_GOAL:_
Copy out the passage below on Larkin's comparison of Coleridge and Merleau-Ponty word for word, keeping every mark and number.

_READING TEXT:_
::::::

Coleridge, Larkin suggests, would have found much to interest him in Merleau-Ponty’s work. In section IV of the essay he brings the two writers into ‘conversation’, and explores parallels in their respective outlooks. ‘For Merleau-Ponty’ Larkin says, ‘the body itself is ontological because it actively places itself in the world’.124 Equally, he suggests, this must ‘hold true for any Coleridgean body that imagines. […] Coleridge’s own sense of self was pierced by an actual world’.125 He finds affinities between Merleau-Ponty’s concept of ‘perceptual faith’, that philosophy ‘discovers itself already placed in an ongoing world, a world which elicits this insight’, and Coleridge’s faith in God, ‘a faith not derived from experience but its ground and source’.126

At the same time, Larkin argues, Merleau-Ponty goes beyond external experience, but on the grounds that this is ‘given by the world itself’, ‘transcendence is this very world that eludes our formal reflective grasp’.127 Without such a possibility of ‘going beyond’ external experience, Larkin suggests, we would not be able to ‘turn towards a divine absolute’.128 This was a concern which preoccupied Coleridge, ‘faced with the relentless dialectical ambitions of post-Kantian philosophy’.129 While craving methodological rigour, Coleridge also ‘insisted on a living God, which the human will desires to relate to personally and progressively’.130

In the final section of that essay Larkin asks if phenomenology gives us a ‘purely immanent space, world primordially self-sufficient?’ Merleau-Ponty, he says, in the later work approaches ‘quasi-theological perspectives’131 He quotes from the philosopher’s essay ‘Eye and Mind’: ‘All flesh, even that of the world, radiates beyond itself, while remaining in time and amid the carnal.’132 Merleau-Ponty ‘hints’ Larkin says, at the possibility that ‘something irredeemably absent might be among the number of our most original experiences’.133 This opens up, he argues, the possibility of addressing ‘the numinous’ from within a phenomenological framework.

::::::

_SUPPLIED INFORMATION:_
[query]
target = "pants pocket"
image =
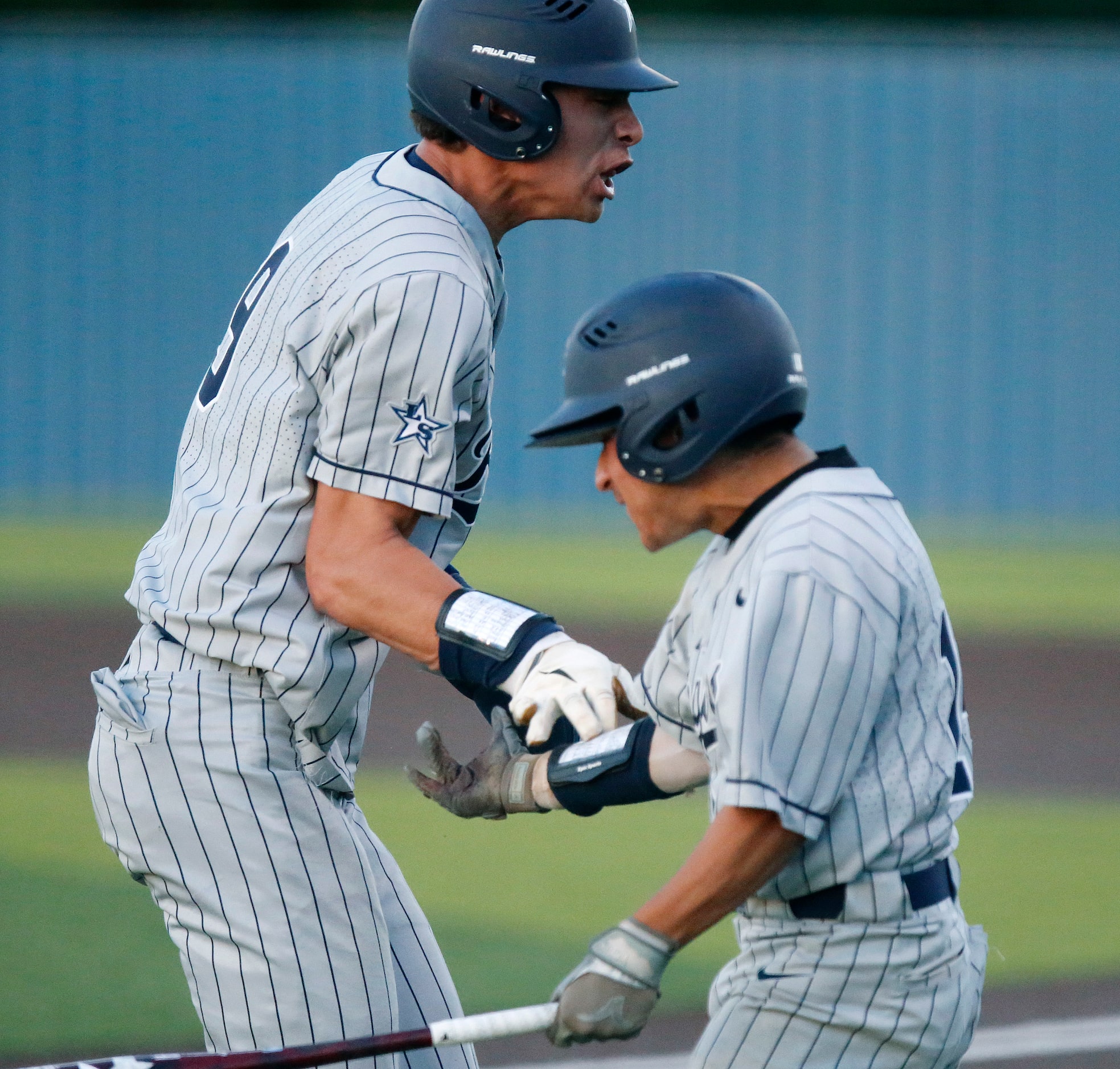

::::::

_EXERCISE OUTPUT:_
Coleridge, Larkin suggests, would have found much to interest him in Merleau-Ponty’s work. In section IV of the essay he brings the two writers into ‘conversation’, and explores parallels in their respective outlooks. ‘For Merleau-Ponty’ Larkin says, ‘the body itself is ontological because it actively places itself in the world’.124 Equally, he suggests, this must ‘hold true for any Coleridgean body that imagines. […] Coleridge’s own sense of self was pierced by an actual world’.125 He finds affinities between Merleau-Ponty’s concept of ‘perceptual faith’, that philosophy ‘discovers itself already placed in an ongoing world, a world which elicits this insight’, and Coleridge’s faith in God, ‘a faith not derived from experience but its ground and source’.126

At the same time, Larkin argues, Merleau-Ponty goes beyond external experience, but on the grounds that this is ‘given by the world itself’, ‘transcendence is this very world that eludes our formal reflective grasp’.127 Without such a possibility of ‘going beyond’ external experience, Larkin suggests, we would not be able to ‘turn towards a divine absolute’.128 This was a concern which preoccupied Coleridge, ‘faced with the relentless dialectical ambitions of post-Kantian philosophy’.129 While craving methodological rigour, Coleridge also ‘insisted on a living God, which the human will desires to relate to personally and progressively’.130

In the final section of that essay Larkin asks if phenomenology gives us a ‘purely immanent space, world primordially self-sufficient?’ Merleau-Ponty, he says, in the later work approaches ‘quasi-theological perspectives’131 He quotes from the philosopher’s essay ‘Eye and Mind’: ‘All flesh, even that of the world, radiates beyond itself, while remaining in time and amid the carnal.’132 Merleau-Ponty ‘hints’ Larkin says, at the possibility that ‘something irredeemably absent might be among the number of our most original experiences’.133 This opens up, he argues, the possibility of addressing ‘the numinous’ from within a phenomenological framework.